REQUEST:
Copy out every item below word for word, but leave the pictures out.

++++ EXERCISE DATA

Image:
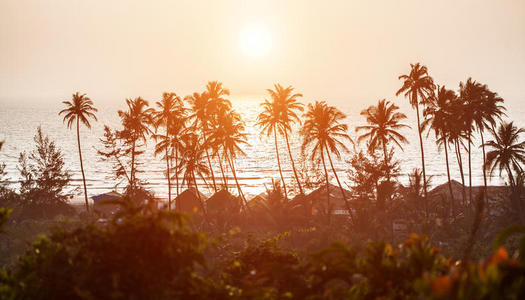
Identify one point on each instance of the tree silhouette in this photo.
(229, 135)
(323, 131)
(169, 113)
(384, 120)
(136, 121)
(506, 152)
(79, 109)
(439, 116)
(417, 87)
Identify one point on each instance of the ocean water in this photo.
(19, 120)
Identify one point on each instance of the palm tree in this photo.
(193, 163)
(80, 109)
(288, 107)
(169, 109)
(418, 86)
(269, 121)
(230, 135)
(136, 121)
(489, 111)
(439, 117)
(323, 131)
(507, 152)
(384, 120)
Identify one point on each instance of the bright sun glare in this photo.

++++++++

OUTPUT BELOW:
Image:
Identify one point on each instance of the tree silhouette in this photo.
(229, 135)
(323, 131)
(169, 113)
(384, 120)
(136, 121)
(506, 152)
(79, 109)
(439, 116)
(417, 87)
Identify one point on each instance of the ocean water in this photo.
(19, 120)
Identify one point on each instance of the palm tree in this photo.
(193, 163)
(80, 109)
(288, 107)
(169, 109)
(418, 86)
(269, 121)
(230, 135)
(136, 121)
(489, 111)
(439, 117)
(323, 131)
(507, 152)
(384, 120)
Identify one point on each instance of the bright sun glare in this photo.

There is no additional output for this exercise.